任务说明 1: 将下方的全部记录逐行原样复写一遍,介绍 ZINCRBY 命令的那段文档不要抄。
任务说明 2: 从下方介绍 Redis ZINCRBY 命令的文档的最后一句之后接着续写。

源文档:
ZINCRBY
有序集合中指定成员的分数加上增量increment,正负均可。
Command
127.0.0.1:6379> zadd animal 1 cat
(integer) 1
// 返回加上增量后的结果
127.0.0.1:6379> ZINCRBY animal 1 cat
"2"
// 当member不存在时,以增加为分数,增加member,返回增量
127.0.0.1:6379> ZINCRBY animal 2 dog
"2"
// 以浮点数作为增量
127.0.0.1:6379> ZINCRBY animal 1.1 cat
"3.1000000000000001"
但是为社么以浮点数作为增量时,member的分数变成了很长的浮点数?但是最后go代码里得出的结果却精确到了想要的结果?
有一个相关的issue解释了,
https://github.com/antirez/redis/issues/1499,大致是这样子不影响排序,但是展示出来的就是这样长
Code
func zincrby(c redis.Conn) {
defer c.Do("DEL", "animal")
c.Do("ZADD", "animal", 1, "cat")
newScore, _ := redis.Int(c.Do("ZINCRBY", "animal", 1, "cat"))
fmt.Println("New score of member is:", newScore)

记录信息:
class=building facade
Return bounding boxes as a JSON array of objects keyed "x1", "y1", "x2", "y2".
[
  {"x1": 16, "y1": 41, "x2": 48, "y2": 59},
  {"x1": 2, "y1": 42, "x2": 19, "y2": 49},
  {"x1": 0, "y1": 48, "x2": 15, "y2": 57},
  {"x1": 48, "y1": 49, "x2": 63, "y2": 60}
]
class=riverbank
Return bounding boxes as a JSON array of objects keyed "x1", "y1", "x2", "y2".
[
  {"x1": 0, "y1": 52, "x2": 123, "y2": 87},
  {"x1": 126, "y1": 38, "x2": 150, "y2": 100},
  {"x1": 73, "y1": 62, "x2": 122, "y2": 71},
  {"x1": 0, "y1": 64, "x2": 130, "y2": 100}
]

输出结果 1:
class=building facade
Return bounding boxes as a JSON array of objects keyed "x1", "y1", "x2", "y2".
[
  {"x1": 16, "y1": 41, "x2": 48, "y2": 59},
  {"x1": 2, "y1": 42, "x2": 19, "y2": 49},
  {"x1": 0, "y1": 48, "x2": 15, "y2": 57},
  {"x1": 48, "y1": 49, "x2": 63, "y2": 60}
]
class=riverbank
Return bounding boxes as a JSON array of objects keyed "x1", "y1", "x2", "y2".
[
  {"x1": 0, "y1": 52, "x2": 123, "y2": 87},
  {"x1": 126, "y1": 38, "x2": 150, "y2": 100},
  {"x1": 73, "y1": 62, "x2": 122, "y2": 71},
  {"x1": 0, "y1": 64, "x2": 130, "y2": 100}
]

输出结果 2:
newScore, _ = redis.Int(c.Do("ZINCRBY", "animal", 2, "dog"))
fmt.Println("New score of new member is:", newScore)
newScoreFloat, _ := redis.Float64(c.Do("ZINCRBY", "animal", 1.1, "cat"))
fmt.Println("When increment is float, new score of member is:", newScoreFloat)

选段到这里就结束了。